(READING PASSAGE):
Alden Suri

Personal information
- Date of birth: 4 April 2004 (age 21)
- Place of birth: Solomon Islands
- Position: Midfielder

Team information
- Current team: Kossa

Senior career*
- Years: Team / Apps / (Gls)
- 2022–2024: Petone / 8 / (3)
- 2024–2025: Christchurch United / 1 / (0)
- 2025–: Kossa

International career
- 2019: Solomon Islands U17 / 1 / (0)
- 2022: Solomon Islands U20 / 3 / (2)

= Alden Suri =

Solomon Islands footballer

Alden Suri is a Solomon Islands footballer, who currently plays for Telekom S-League club Kossa.

==Club career==
In 2020, Suri earned a scholarship to attend Scots College in Wellington, New Zealand along with fellow Solomon Islanders Leon Kofana and Raphael Lea'i. While at Scots College, Suri helped lead the school's team to a Trevor Rigbsy Cup title during his first season with the team. He tallied a goal and an assist in the final, a 3:2 victory over St Patrick's College. He was the tournament's Silver Boot winner with ten goals and four assists, one assist behind the top scorer. Because of his performances, Suri's scholarship was extended an additional two years. The following season, Suri won the Golden Boot award in the same tournament as the team finished runner-up. He scored two goals in the finals loss to Wellington College, and left the team following the 2022 season.

(QUESTIONS):
1. Answer these questions from the Alden Suri profile:
(a) What position does Suri play?
(b) Which school did he attend on a scholarship beginning in 2020, and where is it?
(c) How many appearances and goals are listed for his time at Petone?
2. Do these statements agree with the Alden Suri profile? For each, answer yes or no and quote the words that decide it.
(a) Suri scored in the Trevor Rigbsy Cup final that his school won against St Patrick's College.
(b) Suri played for the Solomon Islands U20 side in 2019.
(c) Suri won the Golden Boot in his first season at Scots College.
3. Write the next part of the Alden Suri profile, picking up after its last sentence.
You won't need the data that comes next.

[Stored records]
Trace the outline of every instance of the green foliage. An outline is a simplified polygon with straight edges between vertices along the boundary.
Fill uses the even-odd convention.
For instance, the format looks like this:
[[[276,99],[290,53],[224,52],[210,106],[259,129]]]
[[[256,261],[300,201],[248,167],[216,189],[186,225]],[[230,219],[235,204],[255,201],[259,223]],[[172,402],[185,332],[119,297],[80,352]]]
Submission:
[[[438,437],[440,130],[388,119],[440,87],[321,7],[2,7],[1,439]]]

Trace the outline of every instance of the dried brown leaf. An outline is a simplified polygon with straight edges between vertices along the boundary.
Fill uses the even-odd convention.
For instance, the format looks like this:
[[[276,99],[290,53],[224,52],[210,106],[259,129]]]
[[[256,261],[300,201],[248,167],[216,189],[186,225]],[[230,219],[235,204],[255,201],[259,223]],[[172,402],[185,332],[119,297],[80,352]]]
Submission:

(EXERCISE ANSWERS):
1.
(a) Midfielder
(b) Scots College in Wellington, New Zealand
(c) 8 appearances and 3 goals

2.
(a) Yes: "He tallied a goal and an assist in the final, a 3:2 victory over St Patrick's College."
(b) No: "2022: Solomon Islands U20 / 3 / (2)"
(c) No: "He was the tournament's Silver Boot winner with ten goals and four assists"

3.
Suri joined Petone FC of the Central League in 2022. He made his league debut for the club on 9 April 2022, entering the match as a substitute against Wellington United. He scored his first goal for the club six days later against Napier City Rovers. Following the season, Suri won the Goal of the Season award at the annual Capital Football Awards.

After time off because of a serious knee injury, Suri joined Christchurch United of the Southern League in summer 2024. He left the club in March 2025 after a single season. Following his departure from Christchurch United, Suri returned to the Solomon Islands, joining Kossa F.C. of the S-League for the second half of the 2025 season after recovering from ACL reconstruction surgery.

==International career==
Suri represented the Solomon Islands at the 2019 FIFA U-17 World Cup. Three years later, he was named to the nation's squad for the 2022 OFC U-19 Championship as one of two foreign-based players. In the competition, Suri scored a brace in a 6:0 victory over American Samoa in the Group Stage.

==Personal==
Suri is the son of former Solomon Islands international and manager Batram Suri.